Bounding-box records
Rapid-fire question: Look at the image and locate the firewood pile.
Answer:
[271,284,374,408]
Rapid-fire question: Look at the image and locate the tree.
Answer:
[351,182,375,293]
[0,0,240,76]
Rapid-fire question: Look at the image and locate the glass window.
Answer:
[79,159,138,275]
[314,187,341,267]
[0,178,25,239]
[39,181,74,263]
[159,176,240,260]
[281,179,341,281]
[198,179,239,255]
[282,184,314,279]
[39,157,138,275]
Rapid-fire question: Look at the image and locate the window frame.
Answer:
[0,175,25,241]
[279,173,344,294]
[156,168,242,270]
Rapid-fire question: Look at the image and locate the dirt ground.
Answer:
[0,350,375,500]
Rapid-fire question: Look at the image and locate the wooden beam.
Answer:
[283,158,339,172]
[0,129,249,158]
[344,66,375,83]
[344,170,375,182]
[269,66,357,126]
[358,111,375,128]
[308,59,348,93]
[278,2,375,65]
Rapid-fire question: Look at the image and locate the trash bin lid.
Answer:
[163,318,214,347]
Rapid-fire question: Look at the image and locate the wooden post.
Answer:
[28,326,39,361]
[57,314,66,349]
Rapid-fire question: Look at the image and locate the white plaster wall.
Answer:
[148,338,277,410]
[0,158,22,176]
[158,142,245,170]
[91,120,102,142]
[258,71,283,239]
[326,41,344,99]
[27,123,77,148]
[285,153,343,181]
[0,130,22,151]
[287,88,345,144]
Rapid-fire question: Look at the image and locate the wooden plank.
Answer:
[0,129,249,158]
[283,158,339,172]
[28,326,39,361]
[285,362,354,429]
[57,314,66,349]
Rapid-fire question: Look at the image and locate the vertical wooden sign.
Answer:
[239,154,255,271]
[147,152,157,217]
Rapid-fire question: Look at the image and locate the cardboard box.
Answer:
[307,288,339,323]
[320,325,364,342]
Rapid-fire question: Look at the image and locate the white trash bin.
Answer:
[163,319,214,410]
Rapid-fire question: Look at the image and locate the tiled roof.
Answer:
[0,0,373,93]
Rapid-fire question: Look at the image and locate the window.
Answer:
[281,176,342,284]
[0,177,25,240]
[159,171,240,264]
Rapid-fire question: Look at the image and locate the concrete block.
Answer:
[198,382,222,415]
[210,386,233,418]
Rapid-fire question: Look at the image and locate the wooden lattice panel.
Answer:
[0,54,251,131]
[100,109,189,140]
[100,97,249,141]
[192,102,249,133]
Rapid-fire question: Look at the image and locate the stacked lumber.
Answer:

Given instruction: Put every line of the items above into a Markdown table with two columns, Row and Line. Number each row and leave out any blank lines.

The solution:
| Row | Line |
|---|---|
| 1 | Rapid-fire question: Look at the image and locate the firewood pile. |
| 2 | Answer: |
| 3 | [271,284,374,408] |
| 4 | Rapid-fire question: Look at the image and locate the tree. |
| 5 | Answer: |
| 6 | [351,182,375,293] |
| 7 | [0,0,240,76] |
| 8 | Rapid-fire question: Look at the image and locate the glass window. |
| 9 | Answer: |
| 10 | [79,159,138,275] |
| 11 | [314,187,341,267] |
| 12 | [0,178,25,239] |
| 13 | [39,181,74,263] |
| 14 | [159,176,240,260] |
| 15 | [281,179,341,281] |
| 16 | [198,179,239,255] |
| 17 | [282,184,314,279] |
| 18 | [39,157,138,275] |
| 19 | Rapid-fire question: Look at the image and locate the window frame. |
| 20 | Answer: |
| 21 | [0,175,25,241] |
| 22 | [279,173,344,294] |
| 23 | [156,168,242,270] |
| 24 | Rapid-fire question: Look at the image and locate the dirt ground. |
| 25 | Answer: |
| 26 | [0,350,375,500] |
| 27 | Rapid-fire question: Look at the image and locate the wooden beam. |
| 28 | Answer: |
| 29 | [283,158,339,172] |
| 30 | [0,129,249,158] |
| 31 | [344,66,375,83] |
| 32 | [344,170,375,182] |
| 33 | [269,66,357,126] |
| 34 | [358,111,375,128] |
| 35 | [308,59,348,93] |
| 36 | [278,2,375,65] |
| 37 | Rapid-fire question: Look at the image and locate the trash bin lid. |
| 38 | Answer: |
| 39 | [163,318,214,347] |
| 40 | Rapid-fire question: Look at the image and locate the wooden post. |
| 41 | Answer: |
| 42 | [28,326,39,361] |
| 43 | [57,314,66,349] |
| 44 | Rapid-fire question: Look at the image and locate the white plaster wall. |
| 45 | Answer: |
| 46 | [148,338,277,410] |
| 47 | [0,158,22,176] |
| 48 | [158,142,245,170] |
| 49 | [91,120,102,142] |
| 50 | [258,71,283,239] |
| 51 | [326,41,344,99] |
| 52 | [27,123,77,148] |
| 53 | [285,153,343,181] |
| 54 | [0,130,22,151] |
| 55 | [287,88,345,144] |
| 56 | Rapid-fire question: Look at the image and locate the wooden plank. |
| 57 | Answer: |
| 58 | [0,129,249,158] |
| 59 | [283,158,339,172] |
| 60 | [28,326,39,361] |
| 61 | [285,362,354,429] |
| 62 | [57,314,66,349] |
| 63 | Rapid-fire question: Look at the image and locate the vertical wooden sign. |
| 64 | Answer: |
| 65 | [239,154,255,271] |
| 66 | [147,152,157,217] |
| 67 | Rapid-fire question: Look at the image and locate the cardboard box. |
| 68 | Answer: |
| 69 | [307,288,339,323] |
| 70 | [320,325,364,342] |
| 71 | Rapid-fire question: Look at the image and locate the white trash bin. |
| 72 | Answer: |
| 73 | [163,319,214,410] |
| 74 | Rapid-fire question: Look at the image and locate the tiled roof. |
| 75 | Answer: |
| 76 | [0,0,373,93] |
| 77 | Rapid-fire question: Look at the image and locate the window. |
| 78 | Answer: |
| 79 | [281,176,342,284] |
| 80 | [0,177,25,240] |
| 81 | [159,171,240,264] |
| 82 | Rapid-fire question: Look at the image and locate the concrete block. |
| 83 | Answer: |
| 84 | [198,382,222,415] |
| 85 | [210,386,233,418] |
| 86 | Rapid-fire question: Look at the image and locate the wooden lattice panel. |
| 87 | Answer: |
| 88 | [0,54,251,131] |
| 89 | [100,109,189,140] |
| 90 | [100,97,249,141] |
| 91 | [192,102,249,133] |
| 92 | Rapid-fire question: Look at the image and locate the stacked lumber. |
| 93 | Answer: |